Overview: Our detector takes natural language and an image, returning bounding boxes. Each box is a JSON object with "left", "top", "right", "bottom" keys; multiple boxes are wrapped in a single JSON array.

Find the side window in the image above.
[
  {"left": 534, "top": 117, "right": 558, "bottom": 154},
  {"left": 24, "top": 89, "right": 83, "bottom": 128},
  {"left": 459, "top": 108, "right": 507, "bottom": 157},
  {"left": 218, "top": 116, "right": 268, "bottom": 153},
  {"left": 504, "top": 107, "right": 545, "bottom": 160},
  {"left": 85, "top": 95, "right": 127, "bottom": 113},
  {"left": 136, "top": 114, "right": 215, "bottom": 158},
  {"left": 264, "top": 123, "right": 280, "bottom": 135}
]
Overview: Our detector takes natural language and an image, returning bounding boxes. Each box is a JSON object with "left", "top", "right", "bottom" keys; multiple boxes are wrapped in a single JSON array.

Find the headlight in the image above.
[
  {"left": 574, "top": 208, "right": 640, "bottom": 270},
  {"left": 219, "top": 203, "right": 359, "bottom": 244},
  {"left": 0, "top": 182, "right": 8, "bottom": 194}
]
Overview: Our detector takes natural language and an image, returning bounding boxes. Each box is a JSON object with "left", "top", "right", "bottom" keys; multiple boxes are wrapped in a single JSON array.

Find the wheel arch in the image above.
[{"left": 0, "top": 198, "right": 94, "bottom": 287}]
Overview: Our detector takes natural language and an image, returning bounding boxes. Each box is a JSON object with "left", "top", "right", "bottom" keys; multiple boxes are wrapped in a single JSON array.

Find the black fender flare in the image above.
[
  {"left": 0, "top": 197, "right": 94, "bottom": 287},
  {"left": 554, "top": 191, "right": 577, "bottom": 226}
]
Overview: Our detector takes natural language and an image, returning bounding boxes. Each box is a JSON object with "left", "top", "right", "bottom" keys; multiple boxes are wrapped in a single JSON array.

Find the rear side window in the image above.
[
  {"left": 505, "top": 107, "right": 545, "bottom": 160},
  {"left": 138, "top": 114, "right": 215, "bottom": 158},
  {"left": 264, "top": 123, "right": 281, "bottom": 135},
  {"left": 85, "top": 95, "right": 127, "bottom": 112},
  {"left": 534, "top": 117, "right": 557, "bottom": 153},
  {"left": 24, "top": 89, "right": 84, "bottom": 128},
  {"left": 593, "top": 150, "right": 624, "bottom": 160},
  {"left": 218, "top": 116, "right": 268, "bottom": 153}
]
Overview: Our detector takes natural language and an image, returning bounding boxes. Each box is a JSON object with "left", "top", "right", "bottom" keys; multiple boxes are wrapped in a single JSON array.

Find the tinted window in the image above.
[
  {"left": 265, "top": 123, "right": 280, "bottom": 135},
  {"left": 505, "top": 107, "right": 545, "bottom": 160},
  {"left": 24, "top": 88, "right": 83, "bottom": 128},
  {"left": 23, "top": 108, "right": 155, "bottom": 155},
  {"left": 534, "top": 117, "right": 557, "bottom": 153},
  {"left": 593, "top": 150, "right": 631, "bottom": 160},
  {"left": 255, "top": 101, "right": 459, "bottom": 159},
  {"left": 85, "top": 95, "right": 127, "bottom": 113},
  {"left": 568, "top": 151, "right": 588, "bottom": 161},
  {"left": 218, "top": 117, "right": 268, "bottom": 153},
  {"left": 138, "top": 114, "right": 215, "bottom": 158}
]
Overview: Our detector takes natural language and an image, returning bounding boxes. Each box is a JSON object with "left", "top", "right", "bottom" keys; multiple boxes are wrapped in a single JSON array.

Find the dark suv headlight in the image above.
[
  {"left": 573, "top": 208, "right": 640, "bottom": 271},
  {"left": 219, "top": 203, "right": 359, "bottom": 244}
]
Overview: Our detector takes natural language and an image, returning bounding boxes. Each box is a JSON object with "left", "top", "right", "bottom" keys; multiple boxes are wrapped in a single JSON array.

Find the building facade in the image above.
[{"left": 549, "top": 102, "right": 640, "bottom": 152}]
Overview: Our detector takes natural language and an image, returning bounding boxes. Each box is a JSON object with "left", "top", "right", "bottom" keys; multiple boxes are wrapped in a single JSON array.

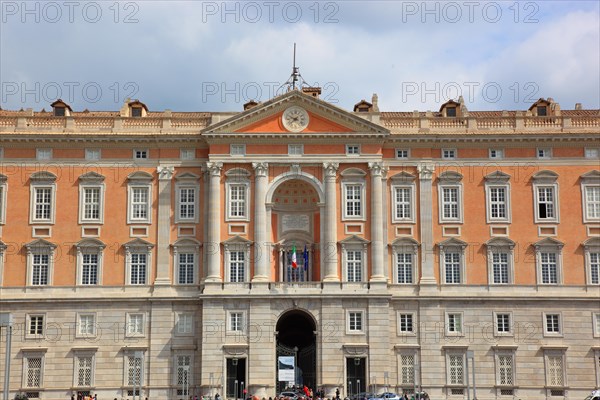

________

Problem details: Where an entry contains an image, drop the image and copy everything else word for word.

Output:
Overview: Our detector takes natural language and an image, returning bounding boxes. Each box is a JSON object with "left", "top", "right", "bottom" keys; multiple boxes are wrapped in a single JSON array.

Find the side window in the image above.
[
  {"left": 534, "top": 117, "right": 558, "bottom": 154},
  {"left": 24, "top": 89, "right": 83, "bottom": 128},
  {"left": 459, "top": 108, "right": 507, "bottom": 157},
  {"left": 218, "top": 116, "right": 268, "bottom": 153},
  {"left": 504, "top": 107, "right": 545, "bottom": 160},
  {"left": 85, "top": 95, "right": 127, "bottom": 113},
  {"left": 136, "top": 114, "right": 215, "bottom": 158},
  {"left": 264, "top": 123, "right": 280, "bottom": 135}
]
Overview: Our detector takes natural language and an image, returning bounding boxes. Each box is a JSON object with "left", "top", "right", "bottom" keys; multiple boxes are wrapped in a single JSON array.

Find the headlight in the image above.
[
  {"left": 574, "top": 208, "right": 640, "bottom": 270},
  {"left": 219, "top": 203, "right": 359, "bottom": 244},
  {"left": 0, "top": 182, "right": 8, "bottom": 194}
]
Overview: Our detector takes natural language and an image, returning bounding boxes. Each box is a JSON object with "left", "top", "right", "bottom" keys; multiple boxes are wrapped in a single JSON array.

Find the wheel arch in the image above.
[{"left": 0, "top": 198, "right": 94, "bottom": 287}]
Overview: Our detector takes natural language and an image, returning bounding boxes. Each box is a JSON object with "left", "top", "right", "bottom" keys; multiple boxes are wrapped in a single JSON array.

Find the black fender flare in the image above.
[
  {"left": 0, "top": 197, "right": 94, "bottom": 287},
  {"left": 554, "top": 191, "right": 577, "bottom": 226}
]
Overview: Our detector takes natural language and an image, returning bounding boxes. Each box is a JSON object with "left", "top", "right", "bottom" keys; multiple boxes are wrapped in a single JSON array.

Find the rear side window in the image above.
[
  {"left": 505, "top": 107, "right": 545, "bottom": 160},
  {"left": 138, "top": 114, "right": 215, "bottom": 158},
  {"left": 264, "top": 123, "right": 281, "bottom": 135},
  {"left": 85, "top": 95, "right": 127, "bottom": 112},
  {"left": 534, "top": 117, "right": 557, "bottom": 153},
  {"left": 24, "top": 89, "right": 84, "bottom": 128},
  {"left": 593, "top": 150, "right": 624, "bottom": 160},
  {"left": 218, "top": 116, "right": 268, "bottom": 153}
]
Overview: Our detector takes natural language and an image, returning bounding boxes. Each box is a JSON object with "left", "top", "right", "bottom" keys; multiple boxes are wrapped in a single JSON array.

Find the tinted window in the image above.
[
  {"left": 265, "top": 123, "right": 280, "bottom": 135},
  {"left": 505, "top": 107, "right": 545, "bottom": 160},
  {"left": 24, "top": 88, "right": 83, "bottom": 128},
  {"left": 23, "top": 108, "right": 155, "bottom": 155},
  {"left": 534, "top": 117, "right": 557, "bottom": 153},
  {"left": 593, "top": 150, "right": 631, "bottom": 160},
  {"left": 255, "top": 101, "right": 459, "bottom": 159},
  {"left": 85, "top": 95, "right": 127, "bottom": 113},
  {"left": 568, "top": 151, "right": 588, "bottom": 161},
  {"left": 218, "top": 117, "right": 268, "bottom": 153},
  {"left": 138, "top": 114, "right": 215, "bottom": 158}
]
Overview: Our detector takes natural language and an image, returning bounding boxes. Each box is a JSON object with "left", "top", "right", "bottom" keys; multiple boxes are wrapped in a single JSON array.

Find the dark suv headlight in the image above.
[
  {"left": 573, "top": 208, "right": 640, "bottom": 271},
  {"left": 219, "top": 203, "right": 359, "bottom": 244}
]
Overview: Our detector takes natural language and an image, returning bounding boxes. Each box is a JSON object with "left", "top", "right", "bottom" keys; multiple boxes are wrapped in a single JSON array.

Find the building facade in the image above.
[{"left": 549, "top": 102, "right": 640, "bottom": 152}]
Overview: Our detector takes natural language and an image, returning bounding boxes. Each box is a JSON object with "left", "top", "right", "bottom" keys; multiple boxes are wrapped in a single JSON array.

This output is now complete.